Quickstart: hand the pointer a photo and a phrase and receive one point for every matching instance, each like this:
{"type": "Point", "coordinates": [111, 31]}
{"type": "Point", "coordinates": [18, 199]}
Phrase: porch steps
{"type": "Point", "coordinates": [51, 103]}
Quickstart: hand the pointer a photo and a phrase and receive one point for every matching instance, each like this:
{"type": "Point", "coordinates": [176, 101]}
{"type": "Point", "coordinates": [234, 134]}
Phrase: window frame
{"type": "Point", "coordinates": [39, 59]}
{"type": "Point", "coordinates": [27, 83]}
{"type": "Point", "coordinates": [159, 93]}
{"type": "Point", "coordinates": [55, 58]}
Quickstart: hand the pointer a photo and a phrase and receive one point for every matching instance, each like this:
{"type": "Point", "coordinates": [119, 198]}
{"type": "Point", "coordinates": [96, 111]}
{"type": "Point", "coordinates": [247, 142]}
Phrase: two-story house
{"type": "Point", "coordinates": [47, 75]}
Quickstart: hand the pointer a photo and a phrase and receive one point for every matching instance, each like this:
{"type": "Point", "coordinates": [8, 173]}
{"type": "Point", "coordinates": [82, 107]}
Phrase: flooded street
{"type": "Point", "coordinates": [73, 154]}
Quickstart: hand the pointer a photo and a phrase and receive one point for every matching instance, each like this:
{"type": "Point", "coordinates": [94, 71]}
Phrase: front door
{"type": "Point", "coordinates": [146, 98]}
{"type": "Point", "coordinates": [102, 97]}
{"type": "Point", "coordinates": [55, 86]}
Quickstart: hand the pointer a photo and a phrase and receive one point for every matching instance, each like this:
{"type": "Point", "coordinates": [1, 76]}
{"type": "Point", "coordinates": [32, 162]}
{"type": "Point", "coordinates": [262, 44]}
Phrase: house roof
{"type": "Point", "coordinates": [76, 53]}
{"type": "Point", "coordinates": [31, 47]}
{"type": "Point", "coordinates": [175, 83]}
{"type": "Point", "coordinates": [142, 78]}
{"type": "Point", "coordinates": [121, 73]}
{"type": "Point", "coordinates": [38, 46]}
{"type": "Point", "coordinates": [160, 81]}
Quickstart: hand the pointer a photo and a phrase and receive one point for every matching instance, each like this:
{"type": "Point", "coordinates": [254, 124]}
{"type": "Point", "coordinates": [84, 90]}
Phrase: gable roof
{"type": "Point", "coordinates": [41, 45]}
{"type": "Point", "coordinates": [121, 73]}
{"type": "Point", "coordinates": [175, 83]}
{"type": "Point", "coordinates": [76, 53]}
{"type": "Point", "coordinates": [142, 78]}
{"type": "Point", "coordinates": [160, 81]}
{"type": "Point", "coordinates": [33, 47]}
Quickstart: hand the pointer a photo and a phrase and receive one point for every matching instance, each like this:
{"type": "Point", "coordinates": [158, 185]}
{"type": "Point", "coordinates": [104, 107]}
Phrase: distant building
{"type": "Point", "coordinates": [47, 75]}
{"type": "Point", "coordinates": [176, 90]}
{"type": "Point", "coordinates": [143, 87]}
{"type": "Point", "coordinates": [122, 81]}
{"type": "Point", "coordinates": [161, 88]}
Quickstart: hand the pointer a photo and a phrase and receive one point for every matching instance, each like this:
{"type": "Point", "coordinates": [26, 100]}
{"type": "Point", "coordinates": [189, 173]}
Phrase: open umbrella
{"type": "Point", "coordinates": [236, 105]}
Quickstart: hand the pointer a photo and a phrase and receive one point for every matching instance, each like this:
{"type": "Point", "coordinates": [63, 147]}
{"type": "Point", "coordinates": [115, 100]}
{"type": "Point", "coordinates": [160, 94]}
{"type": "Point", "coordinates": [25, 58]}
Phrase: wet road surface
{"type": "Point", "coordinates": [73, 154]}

# # # # #

= GIVEN EXERCISE =
Copy the material above, line for line.

= SOLUTION TO THIS TASK =
Quickstart: hand the pointer a photo and a phrase and receive one point for every matching instance, each like this:
{"type": "Point", "coordinates": [111, 31]}
{"type": "Point", "coordinates": [18, 199]}
Phrase: porch steps
{"type": "Point", "coordinates": [51, 103]}
Quickstart: hand the pointer a photo and a phrase and receive one point for every matching instance, each like this:
{"type": "Point", "coordinates": [176, 101]}
{"type": "Point", "coordinates": [234, 134]}
Phrase: window frame
{"type": "Point", "coordinates": [39, 59]}
{"type": "Point", "coordinates": [27, 83]}
{"type": "Point", "coordinates": [159, 93]}
{"type": "Point", "coordinates": [55, 58]}
Quickstart: hand the pointer a photo and a phrase and receive one point for every matching instance, each like this:
{"type": "Point", "coordinates": [119, 198]}
{"type": "Point", "coordinates": [96, 111]}
{"type": "Point", "coordinates": [247, 142]}
Phrase: two-story house
{"type": "Point", "coordinates": [47, 75]}
Quickstart: hand the pointer a photo and a phrase and receive one point for every matching instance, each like this:
{"type": "Point", "coordinates": [8, 173]}
{"type": "Point", "coordinates": [82, 107]}
Phrase: flooded street
{"type": "Point", "coordinates": [73, 154]}
Quickstart: hand the pointer a photo and a phrase and receive one point for every matching instance, each like this:
{"type": "Point", "coordinates": [94, 71]}
Phrase: front door
{"type": "Point", "coordinates": [146, 98]}
{"type": "Point", "coordinates": [102, 97]}
{"type": "Point", "coordinates": [55, 86]}
Quickstart: hand the pointer a photo and a phrase and receive one point for every matching instance, each like this:
{"type": "Point", "coordinates": [1, 76]}
{"type": "Point", "coordinates": [32, 162]}
{"type": "Point", "coordinates": [262, 44]}
Phrase: house roof
{"type": "Point", "coordinates": [76, 53]}
{"type": "Point", "coordinates": [31, 47]}
{"type": "Point", "coordinates": [175, 83]}
{"type": "Point", "coordinates": [142, 78]}
{"type": "Point", "coordinates": [121, 73]}
{"type": "Point", "coordinates": [38, 46]}
{"type": "Point", "coordinates": [160, 81]}
Quickstart: hand the pointer a photo and a phrase and receive one point for every matching instance, each like this:
{"type": "Point", "coordinates": [254, 124]}
{"type": "Point", "coordinates": [84, 90]}
Phrase: gable roof
{"type": "Point", "coordinates": [41, 45]}
{"type": "Point", "coordinates": [121, 73]}
{"type": "Point", "coordinates": [175, 83]}
{"type": "Point", "coordinates": [76, 53]}
{"type": "Point", "coordinates": [142, 78]}
{"type": "Point", "coordinates": [160, 81]}
{"type": "Point", "coordinates": [33, 47]}
Quickstart: hand the pointer a photo and a phrase and receive one point for every matching instance, each like this:
{"type": "Point", "coordinates": [158, 185]}
{"type": "Point", "coordinates": [104, 107]}
Phrase: distant building
{"type": "Point", "coordinates": [47, 75]}
{"type": "Point", "coordinates": [176, 90]}
{"type": "Point", "coordinates": [143, 87]}
{"type": "Point", "coordinates": [122, 81]}
{"type": "Point", "coordinates": [161, 88]}
Quickstart: hand the pointer a photo and a phrase and receive one point for every matching instance, each like this:
{"type": "Point", "coordinates": [26, 100]}
{"type": "Point", "coordinates": [189, 173]}
Phrase: open umbrella
{"type": "Point", "coordinates": [236, 105]}
Quickstart: hand the pointer a photo and a phrase and receive one point for every matching instance, each like this:
{"type": "Point", "coordinates": [63, 147]}
{"type": "Point", "coordinates": [115, 100]}
{"type": "Point", "coordinates": [160, 94]}
{"type": "Point", "coordinates": [25, 58]}
Phrase: wet road surface
{"type": "Point", "coordinates": [73, 154]}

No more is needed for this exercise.